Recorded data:
+-------+

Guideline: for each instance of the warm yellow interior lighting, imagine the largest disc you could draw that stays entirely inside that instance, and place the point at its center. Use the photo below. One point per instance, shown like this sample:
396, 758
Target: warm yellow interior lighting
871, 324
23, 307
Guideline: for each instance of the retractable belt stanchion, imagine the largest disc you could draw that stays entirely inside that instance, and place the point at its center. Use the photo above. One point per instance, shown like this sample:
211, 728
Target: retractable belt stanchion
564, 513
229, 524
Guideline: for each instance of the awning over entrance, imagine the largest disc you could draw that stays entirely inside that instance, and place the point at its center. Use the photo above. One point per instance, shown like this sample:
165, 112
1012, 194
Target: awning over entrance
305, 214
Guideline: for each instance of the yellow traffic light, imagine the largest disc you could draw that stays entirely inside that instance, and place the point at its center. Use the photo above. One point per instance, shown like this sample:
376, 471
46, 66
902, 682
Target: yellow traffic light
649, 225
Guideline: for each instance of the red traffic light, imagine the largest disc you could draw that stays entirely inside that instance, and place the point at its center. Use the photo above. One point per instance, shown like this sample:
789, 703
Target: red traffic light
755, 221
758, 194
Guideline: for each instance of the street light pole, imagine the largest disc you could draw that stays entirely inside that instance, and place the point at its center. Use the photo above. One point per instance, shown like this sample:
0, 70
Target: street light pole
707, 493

+-------+

The problem
Rewrite the listing above with "queue barrier post" in place of each occurrence of "retractable belt stanchion", keeping every other line and character as it is.

Reply to the task
Guideline: for each instance of the warm yellow interior lighting, imagine the largest disc you could draw that stays entirely inside that instance, and place the point at its center. Use the photo below. One point per instance, shown like this sample:
396, 758
Target: warm yellow interior lighting
871, 324
23, 307
Guideline: for each instance of the queue barrier post, imagine the largest disc you could draw that stays entirely inside that instance, and place the point at its center. Use the photo above. One point per instance, shown like this sample:
211, 728
Target: queue barrier post
564, 513
229, 524
Guideline: for each instance of the awning over entrance, imagine the largest disc you could draw that stays entirely inside that instance, and place the point at its center. Use the photo above. One point per instance, shown like this sample:
165, 112
1012, 194
Target: awning over entrance
305, 214
Guideline: for each instance of the yellow traffic light, imagine the largest disc you could draw that stays entirely inside that instance, and place the point at its center. Use the photo above. One point per instance, shown like this sample:
376, 471
46, 66
902, 682
Target: yellow traffic light
649, 225
Guideline: for each instance of the red traffic light, imagine the largest disc you could draw that stays entirely inside that instance, and place the point at its center. Use the photo above. One point per instance, shown like this sample:
789, 703
Target: red traffic light
755, 221
758, 194
Guideline: for each instance of the street light pole, imagine the largest disc you could draw that stays entirely inside that instance, and place the point at its center. Use the photo above. One point per instance, shown like this sample:
0, 70
Target: street light pole
707, 493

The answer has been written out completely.